* START The data *

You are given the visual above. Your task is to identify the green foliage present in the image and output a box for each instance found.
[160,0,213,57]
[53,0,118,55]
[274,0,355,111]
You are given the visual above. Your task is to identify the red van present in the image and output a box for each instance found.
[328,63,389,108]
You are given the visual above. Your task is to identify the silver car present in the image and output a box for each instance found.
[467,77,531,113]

* END The data *

What to do: Reproduce all of the rows above, substituting "draw a box" for every occurrence of "output a box" and leaving the rest unchanged.

The result:
You are given the visual above. Your task is to identify the green foliage present in the image and draw a box for each instance found.
[160,0,213,57]
[53,0,118,55]
[274,0,355,111]
You are given the visual above. Your task is to identify the red van present in the image and draw a box for each instance found.
[328,63,389,108]
You are given the visual above. Your task is to identify the silver car present in the image and draw a box for each instance found.
[467,77,531,113]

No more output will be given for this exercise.